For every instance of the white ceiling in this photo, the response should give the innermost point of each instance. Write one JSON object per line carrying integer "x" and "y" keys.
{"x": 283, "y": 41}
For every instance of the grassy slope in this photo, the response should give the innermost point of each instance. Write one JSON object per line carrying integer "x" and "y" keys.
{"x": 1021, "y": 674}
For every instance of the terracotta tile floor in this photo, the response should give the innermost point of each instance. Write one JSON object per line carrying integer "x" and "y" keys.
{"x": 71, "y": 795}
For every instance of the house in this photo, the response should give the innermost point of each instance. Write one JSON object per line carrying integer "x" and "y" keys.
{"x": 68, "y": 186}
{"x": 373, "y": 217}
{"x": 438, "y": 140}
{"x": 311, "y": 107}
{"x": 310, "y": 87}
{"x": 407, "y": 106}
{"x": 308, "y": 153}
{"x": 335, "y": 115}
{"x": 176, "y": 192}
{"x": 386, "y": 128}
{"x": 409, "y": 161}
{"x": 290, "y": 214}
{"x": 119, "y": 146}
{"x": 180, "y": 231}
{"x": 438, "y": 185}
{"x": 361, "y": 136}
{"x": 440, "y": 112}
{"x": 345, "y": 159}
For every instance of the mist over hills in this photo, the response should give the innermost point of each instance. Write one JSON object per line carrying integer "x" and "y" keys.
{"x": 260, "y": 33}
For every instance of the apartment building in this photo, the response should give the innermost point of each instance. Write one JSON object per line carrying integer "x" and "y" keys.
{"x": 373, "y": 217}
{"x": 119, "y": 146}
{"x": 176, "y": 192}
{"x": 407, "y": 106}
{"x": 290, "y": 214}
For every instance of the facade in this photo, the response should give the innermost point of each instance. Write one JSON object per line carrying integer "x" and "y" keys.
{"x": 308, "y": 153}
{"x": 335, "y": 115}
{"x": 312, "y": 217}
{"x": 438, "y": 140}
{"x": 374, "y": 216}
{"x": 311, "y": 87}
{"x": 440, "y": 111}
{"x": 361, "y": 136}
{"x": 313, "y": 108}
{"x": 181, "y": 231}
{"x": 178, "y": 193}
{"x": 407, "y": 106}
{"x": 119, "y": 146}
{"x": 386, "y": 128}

» What the exercise asks
Present every line of the items above as a JSON list of strings, one string per line, and leave out any blank lines.

» Worked solution
[
  "For every instance of the white ceiling in this photo, the response should give the innermost point of each instance. Write one JSON object per line carrying integer \"x\" and \"y\" keys.",
  "{\"x\": 283, \"y\": 41}",
  "For every instance of the grassy slope in this photo, the response should give the innermost point of each instance. Write one JSON object per line carrying integer \"x\" and \"y\" keys.",
  "{\"x\": 1021, \"y\": 674}",
  "For every instance of the terracotta tile floor in this photo, the response should give the innermost point of each instance. Write one JSON object per line carrying integer \"x\" and \"y\" keys.",
  "{\"x\": 71, \"y\": 795}",
  "For every instance of the house in this photo, the response should give the innermost point of each instance. Write one JSON object per line carrying integer \"x\" and \"y\" keys.",
  "{\"x\": 68, \"y\": 186}",
  "{\"x\": 373, \"y\": 217}",
  "{\"x\": 438, \"y\": 140}",
  "{\"x\": 311, \"y\": 107}",
  "{\"x\": 310, \"y\": 87}",
  "{\"x\": 407, \"y\": 106}",
  "{\"x\": 308, \"y\": 153}",
  "{\"x\": 335, \"y\": 115}",
  "{\"x\": 176, \"y\": 192}",
  "{\"x\": 386, \"y\": 128}",
  "{\"x\": 409, \"y\": 161}",
  "{\"x\": 290, \"y\": 214}",
  "{\"x\": 119, \"y\": 146}",
  "{\"x\": 180, \"y\": 231}",
  "{\"x\": 438, \"y\": 185}",
  "{\"x\": 361, \"y\": 136}",
  "{\"x\": 440, \"y\": 112}",
  "{\"x\": 345, \"y\": 159}",
  "For every instance of the mist over hills in this photo, the response should give the innermost point of each instance. Write one JSON object per line carrying integer \"x\" and \"y\" keys.",
  "{\"x\": 260, \"y\": 33}",
  "For every instance of the apartment building in this photo, the response should give the innermost point of each instance. Write one JSON object per line carrying integer \"x\" and \"y\" keys.",
  "{\"x\": 373, \"y\": 217}",
  "{\"x\": 119, \"y\": 146}",
  "{\"x\": 176, \"y\": 192}",
  "{\"x\": 407, \"y\": 106}",
  "{\"x\": 290, \"y\": 214}",
  "For every instance of the facade in this photo, the response should give the innermost point of each instance. Write one JSON object per line carrying integer \"x\" and \"y\" keys.",
  "{\"x\": 308, \"y\": 153}",
  "{\"x\": 335, \"y\": 115}",
  "{\"x\": 312, \"y\": 217}",
  "{\"x\": 438, \"y\": 140}",
  "{\"x\": 374, \"y\": 216}",
  "{\"x\": 311, \"y\": 87}",
  "{\"x\": 440, \"y\": 111}",
  "{\"x\": 361, \"y\": 136}",
  "{\"x\": 313, \"y\": 108}",
  "{\"x\": 181, \"y\": 231}",
  "{\"x\": 178, \"y\": 193}",
  "{\"x\": 407, \"y\": 106}",
  "{\"x\": 119, \"y\": 146}",
  "{\"x\": 386, \"y\": 128}"
]